= PASSAGE GIVEN =
A massive shift in the character of Burma’s economy is currently underway, with the government in recent months selling off swathes of state-owned industry to private businessowners. Some observers have said that this is an attempt to liberalise the struggling economy, while others claim that it is sowing the seeds of  a post-election ruling oligarchy.

Burma economics expert, Sean Turnell, from Australia’s Macquarie University, tells DVB however that the reasons are manifold, but all point towards a feeling that government ministers and cronies are uneasy about their place in a post-election Burma.

Industry continues to be privatised in Burma at an alarming rate. What do you think are the reasons behind this?

I think it’s a couple of things: first, I think it’s about divvying up assets – everyone knows that the regime will come back after the elections, but individual members within the regime will be less certain of their position and their family’s economic position so they’ll want to grab some sort of economic future and grabb what they can, while they can. Neither government members nor businesspeople close to the junta are certain of how they individually will fare [after the elections].

There are other reports we’re getting that the regime is short of cash at the moment – probably a short-term thing with the channelling of funds to the [pro-junta organisation] USDA and other parties – but also given that the regime keeps its gas money offshore, the domestic fiscal position is still pretty bad, regardless of the need for various election bribes. A third thing is that there is some pretence that this is part of a liberal economic reform, although we can see from the nature of it that there’s no liberalisation or any deep-seated reforms in the industry; it’s just a conversion of state monopolies into private ones.

Do you share concerns that a murky oligarchy is being formed?

Yes, absolutely. Also, however badly they mismanage the economy, members of the regime and people connected to it have been pretty clever in ensuring that they’re OK. A casual glance around the world at other regimes suggests that if you’re going to try and get hold of economic power, now [around the elections] is the time to do it, rather than a time when potential populists could emerge – why couldn’t there emerge a Burmese version of [former Thai prime minister] Thaksin Sinawatra, divvying up all the assets for the people? I’ve also heard that the privatisation was about taking liquidity from the private sector; that some people in the private sector didn’t want these assets and were just taking money out of the private sector in this election period and empowering the elites.

Given the transformation of the economy and massive overseas investments, is it time for the West to reconsider sanctions?

= RAW RECORDS =
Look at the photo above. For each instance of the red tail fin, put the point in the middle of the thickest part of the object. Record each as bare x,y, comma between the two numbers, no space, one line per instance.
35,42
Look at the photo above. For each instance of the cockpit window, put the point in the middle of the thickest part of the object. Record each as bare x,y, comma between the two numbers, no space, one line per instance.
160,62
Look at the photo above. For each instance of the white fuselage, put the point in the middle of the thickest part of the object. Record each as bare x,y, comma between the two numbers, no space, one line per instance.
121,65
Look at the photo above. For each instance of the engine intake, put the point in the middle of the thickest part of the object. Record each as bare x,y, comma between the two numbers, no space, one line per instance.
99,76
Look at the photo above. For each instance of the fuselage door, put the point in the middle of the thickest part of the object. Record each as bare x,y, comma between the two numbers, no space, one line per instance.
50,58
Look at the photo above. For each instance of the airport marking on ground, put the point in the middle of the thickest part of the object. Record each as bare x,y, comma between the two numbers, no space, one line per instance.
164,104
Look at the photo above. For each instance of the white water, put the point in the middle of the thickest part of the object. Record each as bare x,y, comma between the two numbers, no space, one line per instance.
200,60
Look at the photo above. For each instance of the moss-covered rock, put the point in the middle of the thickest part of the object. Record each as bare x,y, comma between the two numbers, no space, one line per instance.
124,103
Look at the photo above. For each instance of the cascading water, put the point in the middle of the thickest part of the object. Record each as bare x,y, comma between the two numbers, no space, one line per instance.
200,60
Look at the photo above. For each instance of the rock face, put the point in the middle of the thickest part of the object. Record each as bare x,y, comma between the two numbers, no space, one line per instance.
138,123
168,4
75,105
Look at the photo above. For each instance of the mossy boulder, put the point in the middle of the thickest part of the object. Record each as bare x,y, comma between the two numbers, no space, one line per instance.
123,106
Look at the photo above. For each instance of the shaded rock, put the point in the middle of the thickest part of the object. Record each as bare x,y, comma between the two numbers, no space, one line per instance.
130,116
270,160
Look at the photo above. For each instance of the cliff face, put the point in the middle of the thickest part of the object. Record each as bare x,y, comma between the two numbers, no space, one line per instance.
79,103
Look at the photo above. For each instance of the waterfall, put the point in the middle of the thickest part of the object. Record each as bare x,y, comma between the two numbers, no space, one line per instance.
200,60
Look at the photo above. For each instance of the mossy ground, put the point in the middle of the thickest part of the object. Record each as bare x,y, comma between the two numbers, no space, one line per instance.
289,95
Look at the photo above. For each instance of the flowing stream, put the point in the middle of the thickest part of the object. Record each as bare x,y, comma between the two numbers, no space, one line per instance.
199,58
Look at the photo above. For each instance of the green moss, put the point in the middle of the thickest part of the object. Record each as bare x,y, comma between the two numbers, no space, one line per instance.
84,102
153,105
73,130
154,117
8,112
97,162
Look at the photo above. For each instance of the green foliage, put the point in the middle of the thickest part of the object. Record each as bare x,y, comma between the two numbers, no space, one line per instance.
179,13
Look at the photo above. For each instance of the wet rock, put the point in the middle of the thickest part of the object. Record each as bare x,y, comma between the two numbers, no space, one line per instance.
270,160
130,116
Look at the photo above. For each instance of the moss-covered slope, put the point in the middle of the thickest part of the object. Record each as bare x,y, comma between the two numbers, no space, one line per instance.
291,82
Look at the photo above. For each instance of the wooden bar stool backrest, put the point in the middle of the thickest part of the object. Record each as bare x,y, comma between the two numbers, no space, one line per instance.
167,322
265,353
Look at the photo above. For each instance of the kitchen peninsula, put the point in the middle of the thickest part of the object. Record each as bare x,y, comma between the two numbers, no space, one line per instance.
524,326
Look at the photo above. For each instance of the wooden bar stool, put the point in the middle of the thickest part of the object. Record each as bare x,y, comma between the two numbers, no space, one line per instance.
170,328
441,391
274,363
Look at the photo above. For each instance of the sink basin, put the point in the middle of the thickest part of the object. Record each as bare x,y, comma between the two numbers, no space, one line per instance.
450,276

= PROMPT =
Resume the interview on Burma's privatization above, picking up right after its final question about sanctions.

= EXERCISE ANSWER =
Well I think it’s time to toughen them up, but just the financial sanctions. With the substantial money the junta is making from gas, it’s either now wasting it or it’s keeping it in offshore accounts where various people can access it. So the financial sanctions are quite important, and I’d like to see the US and other countries if anything increase their financial sanctions, not just as a way of pressuring the regime and trying to change their incentives, but as a way of just tracking the funds. The US should appoint someone to coordinate other governments and so on so that we just get a better idea of where the money is going and putting pressure on some of the financial jurisdictions that we know the money is sitting in. So I think the investments do give the regime a bit more room to manoeuvre and fob off the West but also it lifts the opportunities of the West to ramp up the financial side of sanctions.

What is the mood like in the US having achieved little from engaging with the junta?

When I was there in September last year and all the talk was of a change in US policy that would probably entail some lessening of sanctions in exchange for concessions from the regime. This time, very different, a great deal of anger, on Capitol Hill especially, and a real feeling of having been rebuffed; that the hand had been extended and they were getting nothing. If anything, they felt that the regime had gone out of its way to make the situation that little bit more uncomfortable, such as the arrest of Nyi Nyi Aung and in particular the change in the electoral laws. The US saw Suu Kyi’s expulsion as unnecessary – going that extra distance was seen as excessive. And in that context the whole question of leveraging up financial sanctions is really on the table and that was the dominant conversation I had while I was over there.

Are you surprised that so much foreign investment is going into Burma, given the instability of the market?

I don’t doubt for a second that there will be a lot of money lost, but I never cease to be amazed at China’s appetite for energy, and this has been demonstrated time and again that they will pay over the odds for anything – it’s quite extraordinary. There’s also this desire to tie-up resources for the longer term – with China it’s more or less a constant story of giving themselves strategic options.

How do you feel the China-ASEAN free trade agreement will affect Burma?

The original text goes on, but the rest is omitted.